**WHAT YOU HAVE TO DO**
Copy out all of the data below line for line, with no changes.

Dataset excerpt:

──────────────────────────────

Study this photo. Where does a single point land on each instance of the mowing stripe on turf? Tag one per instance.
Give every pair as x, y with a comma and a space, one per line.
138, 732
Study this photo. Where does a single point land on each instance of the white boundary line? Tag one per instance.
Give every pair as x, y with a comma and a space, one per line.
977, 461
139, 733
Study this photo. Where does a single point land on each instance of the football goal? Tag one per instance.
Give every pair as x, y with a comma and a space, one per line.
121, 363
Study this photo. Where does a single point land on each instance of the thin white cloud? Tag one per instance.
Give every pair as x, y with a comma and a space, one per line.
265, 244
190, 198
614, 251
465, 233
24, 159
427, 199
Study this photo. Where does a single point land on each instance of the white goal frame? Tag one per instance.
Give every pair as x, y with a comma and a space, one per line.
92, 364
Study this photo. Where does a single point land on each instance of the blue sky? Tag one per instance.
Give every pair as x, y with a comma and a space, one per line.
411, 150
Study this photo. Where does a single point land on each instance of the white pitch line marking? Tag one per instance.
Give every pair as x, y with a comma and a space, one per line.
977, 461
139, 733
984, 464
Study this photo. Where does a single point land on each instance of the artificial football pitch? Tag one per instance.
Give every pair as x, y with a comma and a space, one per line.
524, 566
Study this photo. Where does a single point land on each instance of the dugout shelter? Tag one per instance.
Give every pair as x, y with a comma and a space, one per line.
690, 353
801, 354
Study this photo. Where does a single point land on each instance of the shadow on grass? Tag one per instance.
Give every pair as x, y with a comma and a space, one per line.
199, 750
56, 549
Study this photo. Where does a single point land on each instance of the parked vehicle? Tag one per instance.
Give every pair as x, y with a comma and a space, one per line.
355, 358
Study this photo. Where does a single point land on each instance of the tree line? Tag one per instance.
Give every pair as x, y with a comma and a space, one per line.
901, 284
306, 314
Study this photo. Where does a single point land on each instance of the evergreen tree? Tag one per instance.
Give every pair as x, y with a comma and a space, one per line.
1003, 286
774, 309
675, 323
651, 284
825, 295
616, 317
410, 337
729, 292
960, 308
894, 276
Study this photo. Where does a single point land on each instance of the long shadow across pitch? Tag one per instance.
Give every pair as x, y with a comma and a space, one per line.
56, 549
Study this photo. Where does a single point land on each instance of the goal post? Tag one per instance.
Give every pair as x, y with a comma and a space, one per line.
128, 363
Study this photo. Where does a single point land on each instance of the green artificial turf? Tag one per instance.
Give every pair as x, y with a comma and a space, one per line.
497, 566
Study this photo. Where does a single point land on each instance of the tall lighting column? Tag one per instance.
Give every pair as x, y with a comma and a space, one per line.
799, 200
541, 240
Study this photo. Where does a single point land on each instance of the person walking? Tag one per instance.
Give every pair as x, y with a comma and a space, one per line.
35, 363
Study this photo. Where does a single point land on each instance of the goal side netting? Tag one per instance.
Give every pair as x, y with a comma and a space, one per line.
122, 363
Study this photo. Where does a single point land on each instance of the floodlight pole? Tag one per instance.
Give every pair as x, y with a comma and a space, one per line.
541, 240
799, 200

──────────────────────────────

**SOLUTION FOR THIS PROBLEM**
Study this photo. Where does a single point land on each instance of the mowing stripe on turf? Tag one per instance.
Give every pair as x, y with a comma and a space, one per line.
138, 732
Study this photo. Where does a single point land on each instance of the white boundary line? Tag one per instance.
Give every pair as x, y with a comma and a space, one per line.
977, 461
139, 733
Study this photo. Where does a single point land on each instance of the football goal? Tag one per instance.
Give every pair as x, y with a comma and a space, one per line.
121, 363
Study this photo. Where does a single point land on each instance of the thin white cloud? Tag one per instance.
Give every pair as x, y with a comma and a space, one per line.
265, 244
190, 198
614, 251
465, 233
24, 159
427, 199
Study this photo. Where does a single point land on each instance of the white goal frame? Tag one per instance.
Give every pair as x, y with a comma and a space, one per line.
92, 364
Study this photo. Where does a single point land on each instance of the blue sky? Tag one per instance.
Give every pair as x, y with a comma and a space, one per line.
411, 150
Study this photo. Where does a single point land on each instance of the white pitch line marking? Tag one per instance.
Give every pair as x, y with a comma and a space, one per line.
977, 461
139, 733
984, 464
Study this photo. Where does a single point land on each instance of the artificial football pitch? Tag one per instance.
Give every pair as x, y with a comma and a space, one per line.
524, 566
Study this photo. Where does a single point land on each instance of the dugout shelter? Tag one per instance.
Give every pair as x, y with a comma and a space, one per line.
690, 353
801, 354
Study this photo. Where does a single point land on each instance of the shadow on grass? Tag one per instance.
Give every pair as x, y with a comma and a space, one per line.
199, 750
56, 549
Study this photo. Where does a single point land on each instance of the parked vehicle? Tag one per instance.
Give every pair as x, y with a comma and a space, one per line.
355, 358
Study this photo. Where does a single point land on each instance of the tree line? Tag one per instance.
Give every pair as x, y with a comma and a space, one per line.
901, 284
306, 314
Study this photo. Where does a single point land on each instance of the evergreen tree? Tag one per instance.
Give every pair as x, y with a comma and a space, one per line.
1003, 286
774, 309
675, 323
651, 284
825, 295
616, 317
410, 337
729, 292
960, 308
894, 276
Study this photo. Where does a single point land on each instance of the long shadow across pitch? Tag one per instance.
Give every pair as x, y with a comma and a space, one per line.
56, 549
Study this photo. Where does a single point land on each instance of the goal post? Tag one per instance.
Give every pair as x, y with a comma and a space, one per line.
128, 363
Study this photo. Where does a single point land on each instance of the green artificial turf? Tag one per instance.
Give every pair as x, y with a comma and a space, one per line.
497, 566
Study this photo. Where does a single point land on each instance of the tall lighting column? Tag one per instance.
Give every pair as x, y with a comma and a space, one per line.
799, 200
541, 240
Study this photo. Where does a single point land on each instance of the person walking? Tag one per instance.
Give every pair as x, y with a comma and a space, one per line.
35, 363
Study this photo. Where does a single point land on each instance of the goal side netting? Tag one per instance.
Give every pair as x, y with a comma and a space, one per line.
122, 363
Study this photo. Where does a single point land on each instance of the floodlight pole? Tag one per instance.
Give every pair as x, y with a comma and a space, one per line.
541, 240
799, 200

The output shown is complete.